◆ EXERCISE INSTRUCTIONS
Exactly as they appear, copy the lines of the listing from the one containing "Q: Locate a point on each instance of the tarmac" through the final line, both included, and nothing else.

--- BEGIN DATASET RECORDS ---

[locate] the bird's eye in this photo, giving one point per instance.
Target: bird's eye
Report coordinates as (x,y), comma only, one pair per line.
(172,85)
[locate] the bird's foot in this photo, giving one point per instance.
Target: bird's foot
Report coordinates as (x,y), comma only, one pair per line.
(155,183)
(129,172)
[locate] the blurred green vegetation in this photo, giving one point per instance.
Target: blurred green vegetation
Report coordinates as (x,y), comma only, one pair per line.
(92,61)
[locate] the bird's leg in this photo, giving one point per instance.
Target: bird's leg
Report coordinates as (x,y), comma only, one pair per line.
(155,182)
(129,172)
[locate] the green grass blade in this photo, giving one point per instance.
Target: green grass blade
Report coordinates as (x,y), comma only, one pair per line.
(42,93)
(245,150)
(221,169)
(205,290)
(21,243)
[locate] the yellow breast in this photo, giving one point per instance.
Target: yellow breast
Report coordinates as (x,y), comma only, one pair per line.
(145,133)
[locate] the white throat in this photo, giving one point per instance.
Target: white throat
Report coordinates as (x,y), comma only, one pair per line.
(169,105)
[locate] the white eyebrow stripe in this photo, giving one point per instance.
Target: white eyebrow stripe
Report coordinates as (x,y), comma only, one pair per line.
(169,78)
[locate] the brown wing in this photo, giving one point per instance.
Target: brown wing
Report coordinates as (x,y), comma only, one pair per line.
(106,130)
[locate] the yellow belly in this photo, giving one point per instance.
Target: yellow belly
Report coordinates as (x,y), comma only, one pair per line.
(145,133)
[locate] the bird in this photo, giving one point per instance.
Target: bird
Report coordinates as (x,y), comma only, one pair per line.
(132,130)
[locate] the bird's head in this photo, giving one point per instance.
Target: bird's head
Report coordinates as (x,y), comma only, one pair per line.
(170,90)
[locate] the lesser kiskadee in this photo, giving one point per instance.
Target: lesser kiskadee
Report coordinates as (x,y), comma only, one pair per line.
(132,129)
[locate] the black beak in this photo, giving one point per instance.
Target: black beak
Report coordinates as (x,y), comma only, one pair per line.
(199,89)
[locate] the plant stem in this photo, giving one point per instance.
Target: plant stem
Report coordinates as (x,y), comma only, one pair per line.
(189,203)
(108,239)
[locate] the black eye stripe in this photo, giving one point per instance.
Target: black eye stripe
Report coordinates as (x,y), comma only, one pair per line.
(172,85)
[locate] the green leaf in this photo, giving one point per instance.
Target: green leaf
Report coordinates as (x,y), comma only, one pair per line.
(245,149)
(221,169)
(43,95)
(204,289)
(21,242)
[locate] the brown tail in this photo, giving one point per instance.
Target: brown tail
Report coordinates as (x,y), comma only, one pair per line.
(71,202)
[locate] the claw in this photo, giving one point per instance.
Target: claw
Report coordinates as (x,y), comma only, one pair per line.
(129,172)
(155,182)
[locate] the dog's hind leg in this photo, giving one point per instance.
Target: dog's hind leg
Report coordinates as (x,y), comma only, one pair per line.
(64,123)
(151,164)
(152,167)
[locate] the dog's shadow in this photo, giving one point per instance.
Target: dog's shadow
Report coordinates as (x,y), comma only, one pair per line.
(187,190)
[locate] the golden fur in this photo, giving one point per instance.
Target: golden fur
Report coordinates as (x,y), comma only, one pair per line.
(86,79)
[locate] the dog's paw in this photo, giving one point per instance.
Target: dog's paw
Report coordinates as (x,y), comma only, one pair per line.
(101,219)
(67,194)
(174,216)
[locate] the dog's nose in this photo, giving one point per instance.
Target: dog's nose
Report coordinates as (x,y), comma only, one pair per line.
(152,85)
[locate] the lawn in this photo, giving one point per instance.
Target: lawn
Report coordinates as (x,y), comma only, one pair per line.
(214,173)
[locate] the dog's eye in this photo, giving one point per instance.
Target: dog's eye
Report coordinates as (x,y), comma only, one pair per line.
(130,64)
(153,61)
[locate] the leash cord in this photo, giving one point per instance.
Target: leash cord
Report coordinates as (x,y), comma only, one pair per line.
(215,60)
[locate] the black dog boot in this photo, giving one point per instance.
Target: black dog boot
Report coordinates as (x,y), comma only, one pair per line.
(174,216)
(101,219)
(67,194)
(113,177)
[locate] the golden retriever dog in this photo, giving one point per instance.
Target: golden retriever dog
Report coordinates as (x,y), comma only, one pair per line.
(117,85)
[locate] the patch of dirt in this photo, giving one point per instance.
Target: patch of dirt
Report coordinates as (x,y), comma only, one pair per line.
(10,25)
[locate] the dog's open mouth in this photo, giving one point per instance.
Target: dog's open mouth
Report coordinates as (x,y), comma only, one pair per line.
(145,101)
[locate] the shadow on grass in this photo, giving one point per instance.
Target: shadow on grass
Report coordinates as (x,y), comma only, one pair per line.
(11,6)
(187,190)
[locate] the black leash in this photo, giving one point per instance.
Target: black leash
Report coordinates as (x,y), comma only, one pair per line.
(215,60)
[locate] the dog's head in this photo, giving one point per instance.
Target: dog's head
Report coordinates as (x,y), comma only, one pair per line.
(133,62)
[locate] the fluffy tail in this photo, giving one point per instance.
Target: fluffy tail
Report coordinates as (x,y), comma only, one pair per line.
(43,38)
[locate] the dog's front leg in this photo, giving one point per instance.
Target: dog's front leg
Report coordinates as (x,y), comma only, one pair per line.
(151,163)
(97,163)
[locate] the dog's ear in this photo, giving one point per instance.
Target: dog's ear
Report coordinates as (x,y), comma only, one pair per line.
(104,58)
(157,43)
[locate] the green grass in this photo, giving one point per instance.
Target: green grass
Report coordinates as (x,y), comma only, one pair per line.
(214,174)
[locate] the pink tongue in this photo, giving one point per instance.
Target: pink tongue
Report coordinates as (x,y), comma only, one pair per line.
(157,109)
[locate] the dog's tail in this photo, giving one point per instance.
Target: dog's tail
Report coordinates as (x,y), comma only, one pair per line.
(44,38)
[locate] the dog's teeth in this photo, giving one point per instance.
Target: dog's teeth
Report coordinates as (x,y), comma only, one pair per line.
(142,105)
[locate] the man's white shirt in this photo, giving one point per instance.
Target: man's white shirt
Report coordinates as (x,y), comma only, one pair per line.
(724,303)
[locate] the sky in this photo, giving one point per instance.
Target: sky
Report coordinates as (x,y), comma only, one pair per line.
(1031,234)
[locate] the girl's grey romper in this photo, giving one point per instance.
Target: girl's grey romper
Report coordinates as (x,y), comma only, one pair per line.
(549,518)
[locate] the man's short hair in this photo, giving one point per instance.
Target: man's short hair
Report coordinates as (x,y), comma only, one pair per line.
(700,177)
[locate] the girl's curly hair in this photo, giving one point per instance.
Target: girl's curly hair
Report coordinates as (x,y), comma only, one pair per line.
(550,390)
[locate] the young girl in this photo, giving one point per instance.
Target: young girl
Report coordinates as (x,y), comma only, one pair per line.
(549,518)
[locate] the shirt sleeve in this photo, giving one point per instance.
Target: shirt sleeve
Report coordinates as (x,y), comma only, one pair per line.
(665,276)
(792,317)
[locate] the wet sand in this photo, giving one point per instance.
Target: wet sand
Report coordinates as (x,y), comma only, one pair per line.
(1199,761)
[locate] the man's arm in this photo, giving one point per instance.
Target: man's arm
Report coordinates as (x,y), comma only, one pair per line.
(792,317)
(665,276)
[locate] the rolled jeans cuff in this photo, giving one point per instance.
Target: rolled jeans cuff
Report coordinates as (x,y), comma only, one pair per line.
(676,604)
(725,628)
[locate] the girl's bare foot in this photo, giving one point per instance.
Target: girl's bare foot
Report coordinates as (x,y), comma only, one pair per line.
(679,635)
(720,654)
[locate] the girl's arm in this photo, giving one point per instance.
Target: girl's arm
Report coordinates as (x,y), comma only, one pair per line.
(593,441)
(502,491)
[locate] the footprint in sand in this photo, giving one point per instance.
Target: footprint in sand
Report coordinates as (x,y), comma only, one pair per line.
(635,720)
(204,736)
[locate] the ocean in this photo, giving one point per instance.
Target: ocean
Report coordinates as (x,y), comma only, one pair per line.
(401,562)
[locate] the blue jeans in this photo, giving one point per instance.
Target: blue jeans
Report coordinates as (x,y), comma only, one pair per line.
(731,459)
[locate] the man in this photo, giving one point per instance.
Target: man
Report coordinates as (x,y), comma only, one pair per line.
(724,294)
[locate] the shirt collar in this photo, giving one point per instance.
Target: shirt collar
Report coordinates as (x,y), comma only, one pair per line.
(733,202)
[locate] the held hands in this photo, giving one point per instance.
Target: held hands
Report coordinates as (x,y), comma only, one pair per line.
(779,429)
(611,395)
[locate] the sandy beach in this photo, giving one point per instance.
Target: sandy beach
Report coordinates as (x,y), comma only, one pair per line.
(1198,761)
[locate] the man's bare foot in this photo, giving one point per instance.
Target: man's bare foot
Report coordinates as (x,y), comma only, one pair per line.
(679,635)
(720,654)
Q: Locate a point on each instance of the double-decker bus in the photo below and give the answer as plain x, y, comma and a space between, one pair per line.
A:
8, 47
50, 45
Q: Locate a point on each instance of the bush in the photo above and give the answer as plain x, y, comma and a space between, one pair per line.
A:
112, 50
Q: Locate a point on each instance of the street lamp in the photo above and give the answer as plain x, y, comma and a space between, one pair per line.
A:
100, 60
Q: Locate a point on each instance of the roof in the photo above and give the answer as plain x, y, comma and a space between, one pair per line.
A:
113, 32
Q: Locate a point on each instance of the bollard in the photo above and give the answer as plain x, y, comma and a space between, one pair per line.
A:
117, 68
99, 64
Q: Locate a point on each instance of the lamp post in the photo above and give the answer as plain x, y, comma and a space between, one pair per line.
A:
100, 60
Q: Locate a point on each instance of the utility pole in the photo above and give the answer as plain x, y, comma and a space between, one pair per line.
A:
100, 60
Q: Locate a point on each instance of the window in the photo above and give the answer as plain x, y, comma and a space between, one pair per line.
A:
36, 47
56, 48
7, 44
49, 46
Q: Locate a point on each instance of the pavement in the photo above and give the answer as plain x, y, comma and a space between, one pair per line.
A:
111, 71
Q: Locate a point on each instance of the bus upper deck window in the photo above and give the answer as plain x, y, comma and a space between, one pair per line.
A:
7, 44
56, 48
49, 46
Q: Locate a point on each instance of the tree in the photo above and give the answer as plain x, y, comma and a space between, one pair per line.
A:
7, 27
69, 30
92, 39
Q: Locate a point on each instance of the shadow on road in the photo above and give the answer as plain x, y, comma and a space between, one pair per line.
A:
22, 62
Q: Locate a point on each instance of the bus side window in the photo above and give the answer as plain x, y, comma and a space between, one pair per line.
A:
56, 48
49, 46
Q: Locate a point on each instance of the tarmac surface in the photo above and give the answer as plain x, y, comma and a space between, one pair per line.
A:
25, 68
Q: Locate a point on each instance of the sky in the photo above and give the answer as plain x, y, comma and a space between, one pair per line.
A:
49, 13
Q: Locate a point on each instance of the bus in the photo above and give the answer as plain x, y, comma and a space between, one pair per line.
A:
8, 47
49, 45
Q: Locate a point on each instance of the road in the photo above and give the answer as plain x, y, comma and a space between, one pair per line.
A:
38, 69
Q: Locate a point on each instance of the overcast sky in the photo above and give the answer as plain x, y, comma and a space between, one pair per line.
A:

--- END DATASET RECORDS ---

◆ ANSWER BELOW
Q: Locate a point on each instance of the tarmac surface in the photo above and give the answer as plain x, y, comma and a space between, one pair per line.
A:
25, 68
Q: Locate a point on each instance of the sky in the photo above and give the answer as plain x, y, comma and a space between, one pair per line.
A:
49, 13
Q: Locate a point on each instance of the bus in the photo above and give the answer as plain x, y, comma and a space between, one pair per line.
A:
8, 47
49, 45
Q: Locate a point on each instance of the road in the photo above and give the answer as plain x, y, comma and a space between, one pair per line.
A:
38, 69
Q: Locate a point on each instance of the overcast sky in the photo above and give the answer as plain x, y, comma and a space between, one pair per line.
A:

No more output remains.